Provided material
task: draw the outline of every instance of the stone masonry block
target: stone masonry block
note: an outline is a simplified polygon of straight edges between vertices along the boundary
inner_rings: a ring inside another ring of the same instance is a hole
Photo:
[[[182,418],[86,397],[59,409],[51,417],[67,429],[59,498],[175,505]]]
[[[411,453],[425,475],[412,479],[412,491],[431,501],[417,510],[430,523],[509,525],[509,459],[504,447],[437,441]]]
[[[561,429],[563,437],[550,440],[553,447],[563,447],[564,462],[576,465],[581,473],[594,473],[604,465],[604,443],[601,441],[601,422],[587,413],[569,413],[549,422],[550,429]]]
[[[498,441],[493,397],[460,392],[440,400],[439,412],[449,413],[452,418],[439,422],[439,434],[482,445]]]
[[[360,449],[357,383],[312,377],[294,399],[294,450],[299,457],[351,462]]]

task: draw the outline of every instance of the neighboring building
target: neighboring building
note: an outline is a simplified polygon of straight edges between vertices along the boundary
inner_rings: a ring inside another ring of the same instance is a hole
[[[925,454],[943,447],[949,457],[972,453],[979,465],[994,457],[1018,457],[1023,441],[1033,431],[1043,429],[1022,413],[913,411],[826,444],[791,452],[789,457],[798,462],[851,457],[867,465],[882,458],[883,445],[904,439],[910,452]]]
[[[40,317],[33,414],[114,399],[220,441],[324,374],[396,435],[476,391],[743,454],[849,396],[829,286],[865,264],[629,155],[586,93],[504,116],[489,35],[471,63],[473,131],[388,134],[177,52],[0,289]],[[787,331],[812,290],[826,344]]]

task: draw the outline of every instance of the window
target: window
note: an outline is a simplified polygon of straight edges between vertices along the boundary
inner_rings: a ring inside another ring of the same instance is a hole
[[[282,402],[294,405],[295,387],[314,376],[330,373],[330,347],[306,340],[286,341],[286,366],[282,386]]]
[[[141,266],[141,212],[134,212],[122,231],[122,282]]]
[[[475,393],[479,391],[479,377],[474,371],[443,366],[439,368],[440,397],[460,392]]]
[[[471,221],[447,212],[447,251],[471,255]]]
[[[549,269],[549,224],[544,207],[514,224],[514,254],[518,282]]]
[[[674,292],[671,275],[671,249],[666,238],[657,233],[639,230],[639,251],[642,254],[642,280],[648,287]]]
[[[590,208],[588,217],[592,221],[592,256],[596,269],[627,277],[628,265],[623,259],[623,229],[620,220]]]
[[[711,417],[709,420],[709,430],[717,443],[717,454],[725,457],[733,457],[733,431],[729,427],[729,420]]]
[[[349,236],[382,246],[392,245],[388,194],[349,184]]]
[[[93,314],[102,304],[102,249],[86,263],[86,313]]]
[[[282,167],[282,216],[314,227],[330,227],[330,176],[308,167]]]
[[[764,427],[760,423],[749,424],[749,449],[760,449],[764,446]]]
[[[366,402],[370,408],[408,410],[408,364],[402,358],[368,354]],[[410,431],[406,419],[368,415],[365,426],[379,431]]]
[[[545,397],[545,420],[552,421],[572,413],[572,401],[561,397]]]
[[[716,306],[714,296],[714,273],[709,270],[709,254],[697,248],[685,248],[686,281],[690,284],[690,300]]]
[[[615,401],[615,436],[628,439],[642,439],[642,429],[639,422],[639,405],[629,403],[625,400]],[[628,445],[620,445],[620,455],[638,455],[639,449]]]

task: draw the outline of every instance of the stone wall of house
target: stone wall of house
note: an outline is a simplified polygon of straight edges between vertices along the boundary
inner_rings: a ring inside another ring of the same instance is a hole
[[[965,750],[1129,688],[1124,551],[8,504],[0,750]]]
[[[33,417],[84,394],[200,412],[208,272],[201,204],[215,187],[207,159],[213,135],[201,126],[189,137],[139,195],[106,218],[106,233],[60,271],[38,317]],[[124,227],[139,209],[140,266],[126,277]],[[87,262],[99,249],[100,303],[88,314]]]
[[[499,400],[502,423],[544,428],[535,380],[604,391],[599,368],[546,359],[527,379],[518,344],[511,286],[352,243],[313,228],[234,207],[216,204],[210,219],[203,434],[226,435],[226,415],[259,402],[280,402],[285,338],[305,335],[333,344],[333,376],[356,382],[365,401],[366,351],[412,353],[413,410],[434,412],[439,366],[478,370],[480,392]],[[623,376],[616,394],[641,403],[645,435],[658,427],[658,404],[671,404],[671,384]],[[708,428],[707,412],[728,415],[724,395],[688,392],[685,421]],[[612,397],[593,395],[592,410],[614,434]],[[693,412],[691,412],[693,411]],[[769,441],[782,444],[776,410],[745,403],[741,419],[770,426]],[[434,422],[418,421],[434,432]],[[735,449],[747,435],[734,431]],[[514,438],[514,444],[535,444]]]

Task requirements
Count the lines in the records above that contain the word "window", and reply with that number alone.

Reply
2